What you are asked to do:
Please arrange the data from the line containing "Segmentation task: every" up to and including the line containing "281L259 280V271L254 268L238" as a Markdown table with the columns Row and Line. Leave out any blank lines.

(Segmentation mask data)
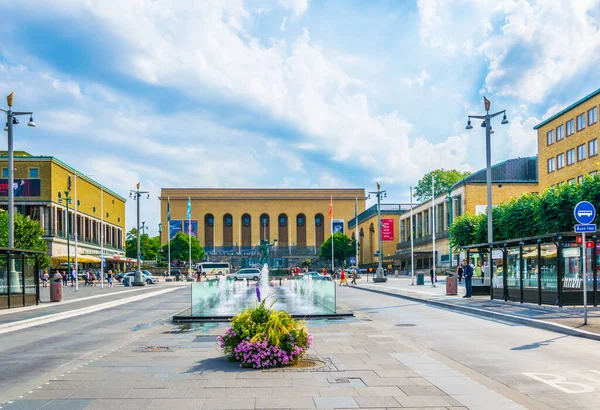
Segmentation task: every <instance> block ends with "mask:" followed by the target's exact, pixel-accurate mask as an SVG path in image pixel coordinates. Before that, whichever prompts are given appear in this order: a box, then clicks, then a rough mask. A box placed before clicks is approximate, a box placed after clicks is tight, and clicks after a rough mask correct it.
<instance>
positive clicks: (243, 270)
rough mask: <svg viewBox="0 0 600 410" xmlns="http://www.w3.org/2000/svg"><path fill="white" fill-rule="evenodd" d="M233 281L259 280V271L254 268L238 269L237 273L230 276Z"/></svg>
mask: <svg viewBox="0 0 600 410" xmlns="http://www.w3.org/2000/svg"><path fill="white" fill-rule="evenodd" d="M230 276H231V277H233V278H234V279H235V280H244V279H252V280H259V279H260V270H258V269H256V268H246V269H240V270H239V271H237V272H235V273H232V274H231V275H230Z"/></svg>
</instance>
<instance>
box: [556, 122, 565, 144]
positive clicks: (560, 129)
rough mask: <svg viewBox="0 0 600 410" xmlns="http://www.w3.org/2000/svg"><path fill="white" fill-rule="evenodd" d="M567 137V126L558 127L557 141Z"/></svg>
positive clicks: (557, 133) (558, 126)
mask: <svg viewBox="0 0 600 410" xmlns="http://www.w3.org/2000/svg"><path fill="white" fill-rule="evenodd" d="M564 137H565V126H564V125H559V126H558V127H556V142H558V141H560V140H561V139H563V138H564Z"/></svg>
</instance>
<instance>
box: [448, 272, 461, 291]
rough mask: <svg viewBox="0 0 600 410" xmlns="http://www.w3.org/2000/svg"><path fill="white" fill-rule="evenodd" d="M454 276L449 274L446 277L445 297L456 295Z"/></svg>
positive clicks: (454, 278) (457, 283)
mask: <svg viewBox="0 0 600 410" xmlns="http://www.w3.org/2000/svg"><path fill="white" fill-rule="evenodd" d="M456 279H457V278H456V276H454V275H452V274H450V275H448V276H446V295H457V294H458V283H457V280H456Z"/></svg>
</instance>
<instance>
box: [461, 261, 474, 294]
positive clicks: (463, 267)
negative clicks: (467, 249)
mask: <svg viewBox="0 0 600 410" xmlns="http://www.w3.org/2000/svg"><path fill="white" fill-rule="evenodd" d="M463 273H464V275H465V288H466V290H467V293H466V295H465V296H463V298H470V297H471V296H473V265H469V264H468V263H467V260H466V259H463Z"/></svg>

---

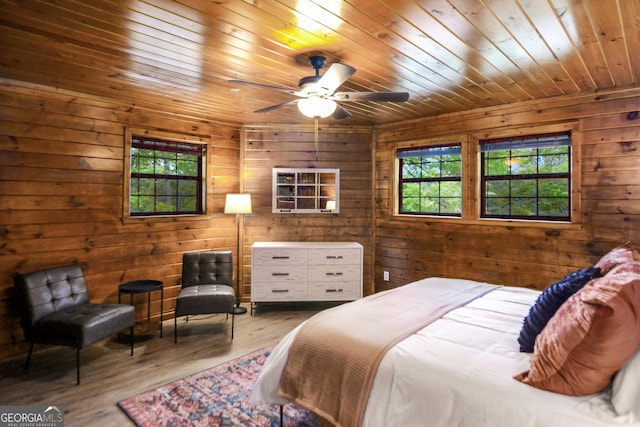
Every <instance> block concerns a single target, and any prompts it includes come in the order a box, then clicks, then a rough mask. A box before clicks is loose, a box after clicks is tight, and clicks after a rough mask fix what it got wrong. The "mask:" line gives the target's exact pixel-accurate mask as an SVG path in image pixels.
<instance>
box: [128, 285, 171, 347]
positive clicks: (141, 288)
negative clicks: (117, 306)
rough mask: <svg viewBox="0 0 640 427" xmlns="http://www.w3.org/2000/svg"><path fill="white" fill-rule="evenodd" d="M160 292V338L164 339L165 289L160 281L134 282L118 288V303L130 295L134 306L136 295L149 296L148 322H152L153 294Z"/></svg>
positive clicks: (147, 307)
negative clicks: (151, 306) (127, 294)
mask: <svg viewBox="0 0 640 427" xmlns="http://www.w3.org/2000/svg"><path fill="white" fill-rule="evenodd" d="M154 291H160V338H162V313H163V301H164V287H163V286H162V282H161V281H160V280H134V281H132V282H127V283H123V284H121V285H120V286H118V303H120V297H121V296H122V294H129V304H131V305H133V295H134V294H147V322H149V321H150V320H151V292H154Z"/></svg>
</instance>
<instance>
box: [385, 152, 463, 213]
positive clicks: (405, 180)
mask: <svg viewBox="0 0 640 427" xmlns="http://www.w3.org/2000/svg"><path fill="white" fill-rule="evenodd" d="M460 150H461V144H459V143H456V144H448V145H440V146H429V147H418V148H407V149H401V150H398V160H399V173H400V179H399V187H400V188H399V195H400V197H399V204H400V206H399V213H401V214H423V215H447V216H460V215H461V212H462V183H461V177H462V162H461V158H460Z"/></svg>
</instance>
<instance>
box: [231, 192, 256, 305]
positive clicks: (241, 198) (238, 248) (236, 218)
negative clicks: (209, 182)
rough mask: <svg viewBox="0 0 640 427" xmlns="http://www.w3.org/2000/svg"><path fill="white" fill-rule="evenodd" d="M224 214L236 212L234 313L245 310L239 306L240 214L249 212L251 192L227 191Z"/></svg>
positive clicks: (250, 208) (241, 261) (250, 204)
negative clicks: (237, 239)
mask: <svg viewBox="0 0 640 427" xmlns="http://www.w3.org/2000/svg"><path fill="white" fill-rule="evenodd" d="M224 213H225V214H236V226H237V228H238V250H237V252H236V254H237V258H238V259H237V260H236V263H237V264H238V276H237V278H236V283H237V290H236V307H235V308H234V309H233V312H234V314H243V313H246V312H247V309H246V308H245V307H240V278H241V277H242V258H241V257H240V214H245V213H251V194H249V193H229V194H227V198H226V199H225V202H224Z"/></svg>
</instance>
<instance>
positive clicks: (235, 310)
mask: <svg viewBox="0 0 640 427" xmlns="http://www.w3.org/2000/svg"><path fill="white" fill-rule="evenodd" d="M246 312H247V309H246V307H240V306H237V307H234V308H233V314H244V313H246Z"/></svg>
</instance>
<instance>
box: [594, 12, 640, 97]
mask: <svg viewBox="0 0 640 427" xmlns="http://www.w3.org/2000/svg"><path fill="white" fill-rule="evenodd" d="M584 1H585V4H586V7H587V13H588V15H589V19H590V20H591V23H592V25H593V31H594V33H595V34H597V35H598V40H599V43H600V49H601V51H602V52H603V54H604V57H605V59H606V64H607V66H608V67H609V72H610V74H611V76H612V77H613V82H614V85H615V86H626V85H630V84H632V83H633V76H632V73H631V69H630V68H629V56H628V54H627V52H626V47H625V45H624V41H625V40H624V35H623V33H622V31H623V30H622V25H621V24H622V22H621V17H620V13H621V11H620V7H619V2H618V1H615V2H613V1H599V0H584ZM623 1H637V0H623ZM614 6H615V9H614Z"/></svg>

Solution:
| Row | Line |
|---|---|
| 1 | Segmentation task: every <instance> block ends with "mask:" followed by the target's exact, pixel-accurate mask as an SVG path in image pixel coordinates. Before that, whichever prompts are given appear in this order: a box, then clicks, then a rough mask. A box placed before clicks is approximate, a box placed after clicks is tight, and clicks after a rough mask correct it. |
| 2 | <instance> |
| 3 | positive clicks: (243, 270) |
| 4 | rough mask: <svg viewBox="0 0 600 410" xmlns="http://www.w3.org/2000/svg"><path fill="white" fill-rule="evenodd" d="M233 281L259 280V271L254 268L238 269L237 273L230 276Z"/></svg> |